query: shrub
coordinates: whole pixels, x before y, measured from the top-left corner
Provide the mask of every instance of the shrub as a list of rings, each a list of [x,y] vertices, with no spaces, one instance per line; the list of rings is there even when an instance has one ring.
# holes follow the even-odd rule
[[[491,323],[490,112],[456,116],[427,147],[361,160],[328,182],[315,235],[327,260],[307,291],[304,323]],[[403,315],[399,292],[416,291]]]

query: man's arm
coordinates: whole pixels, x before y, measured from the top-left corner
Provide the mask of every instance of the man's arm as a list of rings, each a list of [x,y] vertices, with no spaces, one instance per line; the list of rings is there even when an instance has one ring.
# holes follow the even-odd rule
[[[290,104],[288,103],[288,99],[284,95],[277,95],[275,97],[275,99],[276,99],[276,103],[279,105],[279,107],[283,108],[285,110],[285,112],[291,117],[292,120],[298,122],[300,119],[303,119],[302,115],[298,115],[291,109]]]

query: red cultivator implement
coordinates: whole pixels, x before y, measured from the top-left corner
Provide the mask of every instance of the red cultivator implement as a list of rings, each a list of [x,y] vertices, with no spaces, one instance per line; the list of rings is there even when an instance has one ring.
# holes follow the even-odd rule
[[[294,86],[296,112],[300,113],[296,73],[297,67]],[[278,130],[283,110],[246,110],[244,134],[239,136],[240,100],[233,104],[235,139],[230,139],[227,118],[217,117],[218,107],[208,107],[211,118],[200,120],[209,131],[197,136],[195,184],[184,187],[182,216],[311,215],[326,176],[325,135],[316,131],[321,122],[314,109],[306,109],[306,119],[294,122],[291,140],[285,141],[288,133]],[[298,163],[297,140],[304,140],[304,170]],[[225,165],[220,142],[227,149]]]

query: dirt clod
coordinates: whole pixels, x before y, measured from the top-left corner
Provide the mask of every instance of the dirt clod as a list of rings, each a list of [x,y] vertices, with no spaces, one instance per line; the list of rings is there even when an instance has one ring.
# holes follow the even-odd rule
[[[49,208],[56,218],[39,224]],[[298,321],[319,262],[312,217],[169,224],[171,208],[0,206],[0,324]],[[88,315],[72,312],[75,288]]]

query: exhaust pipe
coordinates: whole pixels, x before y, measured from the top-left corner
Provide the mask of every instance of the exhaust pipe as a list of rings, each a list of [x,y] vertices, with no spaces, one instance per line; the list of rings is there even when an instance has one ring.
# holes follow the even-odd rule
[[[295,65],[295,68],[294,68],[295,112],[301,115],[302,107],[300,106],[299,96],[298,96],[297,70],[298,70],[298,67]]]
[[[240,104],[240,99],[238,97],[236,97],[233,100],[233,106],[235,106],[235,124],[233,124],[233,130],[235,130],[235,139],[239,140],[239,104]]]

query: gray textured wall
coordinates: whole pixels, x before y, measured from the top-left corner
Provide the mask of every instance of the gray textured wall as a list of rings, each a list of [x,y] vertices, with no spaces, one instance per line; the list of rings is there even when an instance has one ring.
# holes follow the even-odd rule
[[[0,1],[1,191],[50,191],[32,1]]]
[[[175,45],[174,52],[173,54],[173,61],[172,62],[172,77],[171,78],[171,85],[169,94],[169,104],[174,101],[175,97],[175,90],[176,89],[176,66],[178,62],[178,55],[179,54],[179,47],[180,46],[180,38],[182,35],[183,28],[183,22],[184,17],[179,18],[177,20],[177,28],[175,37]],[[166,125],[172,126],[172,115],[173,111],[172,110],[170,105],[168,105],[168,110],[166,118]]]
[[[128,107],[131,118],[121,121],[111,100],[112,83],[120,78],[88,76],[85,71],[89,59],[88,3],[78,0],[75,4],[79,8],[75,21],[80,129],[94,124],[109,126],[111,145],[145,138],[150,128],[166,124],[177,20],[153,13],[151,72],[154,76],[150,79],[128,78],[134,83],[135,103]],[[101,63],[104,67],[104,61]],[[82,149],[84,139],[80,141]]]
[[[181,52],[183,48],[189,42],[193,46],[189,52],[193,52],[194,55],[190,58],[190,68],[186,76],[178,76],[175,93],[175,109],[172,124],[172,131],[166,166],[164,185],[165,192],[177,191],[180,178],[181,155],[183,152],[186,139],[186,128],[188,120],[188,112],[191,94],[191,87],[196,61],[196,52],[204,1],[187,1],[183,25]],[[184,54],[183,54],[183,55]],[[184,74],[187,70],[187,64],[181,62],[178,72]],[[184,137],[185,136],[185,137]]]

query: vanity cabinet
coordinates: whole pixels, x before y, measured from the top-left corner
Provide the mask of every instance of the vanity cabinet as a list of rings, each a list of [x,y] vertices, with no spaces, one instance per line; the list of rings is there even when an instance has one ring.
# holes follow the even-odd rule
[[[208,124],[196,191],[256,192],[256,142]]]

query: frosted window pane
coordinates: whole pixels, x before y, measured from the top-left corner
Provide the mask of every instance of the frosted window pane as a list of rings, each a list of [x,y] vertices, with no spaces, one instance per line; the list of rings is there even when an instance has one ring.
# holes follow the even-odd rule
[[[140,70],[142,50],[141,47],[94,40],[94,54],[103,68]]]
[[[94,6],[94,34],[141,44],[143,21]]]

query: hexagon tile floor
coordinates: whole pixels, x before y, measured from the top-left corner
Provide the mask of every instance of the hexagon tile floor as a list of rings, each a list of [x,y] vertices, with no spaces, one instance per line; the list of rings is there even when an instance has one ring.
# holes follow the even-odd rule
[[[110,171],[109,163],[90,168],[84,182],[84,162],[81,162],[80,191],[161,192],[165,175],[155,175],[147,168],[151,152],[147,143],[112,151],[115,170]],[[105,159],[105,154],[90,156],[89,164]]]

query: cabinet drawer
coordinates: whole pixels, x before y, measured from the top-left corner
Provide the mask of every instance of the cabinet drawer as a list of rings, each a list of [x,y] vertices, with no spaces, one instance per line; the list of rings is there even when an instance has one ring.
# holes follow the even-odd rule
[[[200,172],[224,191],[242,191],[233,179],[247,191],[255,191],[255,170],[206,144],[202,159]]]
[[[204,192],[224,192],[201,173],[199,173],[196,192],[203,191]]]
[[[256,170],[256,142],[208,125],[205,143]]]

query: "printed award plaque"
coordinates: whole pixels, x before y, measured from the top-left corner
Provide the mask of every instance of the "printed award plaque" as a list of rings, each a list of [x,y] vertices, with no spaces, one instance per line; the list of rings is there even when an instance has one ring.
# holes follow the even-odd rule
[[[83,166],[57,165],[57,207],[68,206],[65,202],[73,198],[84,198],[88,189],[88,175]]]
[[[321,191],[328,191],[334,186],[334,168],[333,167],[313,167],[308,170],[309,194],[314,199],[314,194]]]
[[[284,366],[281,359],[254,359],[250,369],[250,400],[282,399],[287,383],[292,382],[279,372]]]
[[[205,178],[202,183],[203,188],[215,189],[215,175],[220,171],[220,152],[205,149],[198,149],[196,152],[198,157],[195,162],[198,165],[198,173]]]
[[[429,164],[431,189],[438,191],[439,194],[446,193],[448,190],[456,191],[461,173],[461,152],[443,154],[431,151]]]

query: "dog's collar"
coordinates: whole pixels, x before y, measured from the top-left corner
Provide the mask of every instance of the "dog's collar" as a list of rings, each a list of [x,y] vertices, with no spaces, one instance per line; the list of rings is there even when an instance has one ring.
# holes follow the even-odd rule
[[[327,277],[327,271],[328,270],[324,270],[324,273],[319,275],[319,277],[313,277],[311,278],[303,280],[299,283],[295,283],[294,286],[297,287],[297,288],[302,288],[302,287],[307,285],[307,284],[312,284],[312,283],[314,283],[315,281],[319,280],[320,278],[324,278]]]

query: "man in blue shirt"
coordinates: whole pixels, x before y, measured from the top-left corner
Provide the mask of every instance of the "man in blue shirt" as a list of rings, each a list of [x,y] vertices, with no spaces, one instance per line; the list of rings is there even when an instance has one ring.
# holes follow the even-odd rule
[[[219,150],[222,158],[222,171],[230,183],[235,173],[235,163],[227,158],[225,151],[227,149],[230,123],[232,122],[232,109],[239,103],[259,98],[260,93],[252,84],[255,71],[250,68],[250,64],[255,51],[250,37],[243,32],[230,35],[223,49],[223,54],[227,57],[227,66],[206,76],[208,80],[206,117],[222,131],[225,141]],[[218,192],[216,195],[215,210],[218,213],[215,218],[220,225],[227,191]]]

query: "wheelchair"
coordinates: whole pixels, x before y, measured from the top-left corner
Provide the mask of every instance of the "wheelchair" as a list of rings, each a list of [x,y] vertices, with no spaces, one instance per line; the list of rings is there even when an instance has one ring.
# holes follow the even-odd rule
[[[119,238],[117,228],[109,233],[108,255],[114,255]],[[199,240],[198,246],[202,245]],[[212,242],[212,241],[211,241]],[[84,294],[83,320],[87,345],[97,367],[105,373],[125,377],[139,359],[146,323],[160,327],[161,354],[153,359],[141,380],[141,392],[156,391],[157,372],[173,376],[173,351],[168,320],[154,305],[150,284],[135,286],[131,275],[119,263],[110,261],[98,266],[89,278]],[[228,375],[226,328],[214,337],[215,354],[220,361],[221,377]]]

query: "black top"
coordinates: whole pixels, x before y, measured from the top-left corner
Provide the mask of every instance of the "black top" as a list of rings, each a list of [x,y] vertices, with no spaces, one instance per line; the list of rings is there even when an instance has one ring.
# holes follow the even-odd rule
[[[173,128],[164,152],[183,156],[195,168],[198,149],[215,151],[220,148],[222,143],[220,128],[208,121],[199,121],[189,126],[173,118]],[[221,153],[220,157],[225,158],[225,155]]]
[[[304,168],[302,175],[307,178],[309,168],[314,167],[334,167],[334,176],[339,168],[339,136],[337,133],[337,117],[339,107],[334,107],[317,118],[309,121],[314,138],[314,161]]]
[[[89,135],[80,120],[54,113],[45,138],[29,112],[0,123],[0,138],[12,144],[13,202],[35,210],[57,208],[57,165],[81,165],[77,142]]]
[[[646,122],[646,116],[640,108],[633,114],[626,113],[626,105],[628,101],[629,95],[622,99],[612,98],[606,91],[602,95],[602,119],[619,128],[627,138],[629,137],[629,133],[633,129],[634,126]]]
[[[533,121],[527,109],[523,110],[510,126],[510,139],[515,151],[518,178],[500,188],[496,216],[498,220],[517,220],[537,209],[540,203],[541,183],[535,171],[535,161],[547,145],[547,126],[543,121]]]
·····
#### Exercise requirements:
Arrange the lines from the one holding "query: hexagon tile floor" through the one holding "[[[256,170],[256,142],[208,125],[205,143]]]", both included, as a JSON list of strings with one string per line and blank lines omitted.

#### Task solution:
[
  "query: hexagon tile floor",
  "coordinates: whole pixels, x before y, measured from the top-left corner",
  "Provide the mask of every instance of the hexagon tile floor as a list of rings, each a list of [x,y] vertices, with no spaces, one instance per line; the list of rings is there even when an instance has one ring.",
  "# holes follow the even-odd rule",
  "[[[110,171],[109,163],[90,168],[84,182],[84,162],[81,162],[80,191],[161,192],[165,175],[155,175],[147,168],[151,152],[147,143],[112,151],[115,170]],[[105,159],[105,154],[90,156],[89,164]]]",
  "query: cabinet drawer",
  "coordinates: whole pixels, x before y, measured from the top-left corner",
  "Provide the mask of every instance of the cabinet drawer as a list of rings, each a list of [x,y] vertices, with no spaces, one instance per line; the list of rings is there even when an instance has one ring.",
  "# holes follow the even-odd rule",
  "[[[200,172],[224,191],[242,191],[233,179],[247,191],[255,191],[255,170],[206,144],[202,159]]]",
  "[[[204,192],[224,192],[201,173],[199,173],[196,192],[203,191]]]",
  "[[[256,170],[256,142],[208,125],[205,143]]]"
]